Stored data
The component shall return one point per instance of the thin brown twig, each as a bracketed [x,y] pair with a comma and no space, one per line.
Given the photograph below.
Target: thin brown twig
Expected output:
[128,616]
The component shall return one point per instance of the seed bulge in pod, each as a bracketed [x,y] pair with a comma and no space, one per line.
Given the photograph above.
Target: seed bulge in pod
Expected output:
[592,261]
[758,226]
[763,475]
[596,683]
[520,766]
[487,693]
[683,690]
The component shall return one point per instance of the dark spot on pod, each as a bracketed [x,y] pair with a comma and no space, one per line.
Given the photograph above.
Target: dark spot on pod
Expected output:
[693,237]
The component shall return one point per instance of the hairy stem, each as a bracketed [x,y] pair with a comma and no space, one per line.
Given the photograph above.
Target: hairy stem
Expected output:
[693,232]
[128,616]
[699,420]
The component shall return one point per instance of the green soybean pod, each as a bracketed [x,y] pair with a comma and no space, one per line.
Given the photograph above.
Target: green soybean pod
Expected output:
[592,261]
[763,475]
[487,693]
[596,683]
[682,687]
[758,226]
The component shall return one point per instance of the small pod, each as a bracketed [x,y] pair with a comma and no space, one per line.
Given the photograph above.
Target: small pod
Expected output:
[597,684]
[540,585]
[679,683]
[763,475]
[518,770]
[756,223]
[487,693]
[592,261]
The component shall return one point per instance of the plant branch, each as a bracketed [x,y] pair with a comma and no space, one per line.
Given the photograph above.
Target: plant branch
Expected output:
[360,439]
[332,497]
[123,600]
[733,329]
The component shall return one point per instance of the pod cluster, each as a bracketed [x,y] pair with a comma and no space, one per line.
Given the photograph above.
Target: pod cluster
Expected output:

WRITTEN REQUEST:
Rewrite the material above with "component" swapped for "system" everywhere it appears. Keep every other character the same.

REPLY:
The system shall return one point per instance of the thin brown twig, each as a bracketed [x,y] pair with a comma and no space, one per line.
Given the photograph below.
Target: thin brown twig
Expected output:
[128,616]
The system shall return one point per instance of the seed bulge in pod, each as a bracketed [x,y] pair with a comma and no space, one per line.
Given the photograph above.
Target: seed bulge in pod
Expected output:
[592,261]
[758,226]
[763,475]
[596,683]
[520,766]
[487,693]
[683,690]
The system shall return one point per instance of the dark spot on pod, each as a bracketed [x,y] pair with a comma and no space, one per line.
Given the photograph above.
Target: dark spot on pod
Expected output:
[693,237]
The system shall return one point per instance of the hairy stem, each as a bracketed [x,y] pair with a comma and no space, one per line.
Given the photograph above.
Target: hairy stem
Expected output:
[693,232]
[128,616]
[699,420]
The system shall return one point per instance of the green soybean pod, each as a bracketed [x,y] pair with a comma and no space, one per line.
Given the photograph above.
Target: green soybean pod
Expected output:
[592,261]
[763,475]
[487,693]
[596,683]
[682,687]
[758,226]
The system shall return one point per instance of the small pod, each as a bracketed [x,y] pair with a comma and no space, one per line.
Given the photograph above.
Target: small pod
Expected output:
[597,684]
[540,585]
[679,683]
[763,475]
[518,770]
[756,223]
[487,693]
[592,261]
The system shall return one point per instance of the plant branch, each as a bracketed [x,y] pair with a comma and no space, one per line.
Given the photograph above.
Target: plant branch
Expected output:
[360,439]
[332,497]
[123,600]
[733,329]
The system shall return one point per instance of the pod cluster, each as a bracketed [x,y] pair with a comma and no space, one per line.
Given the photograph above.
Target: pod cluster
Expected output:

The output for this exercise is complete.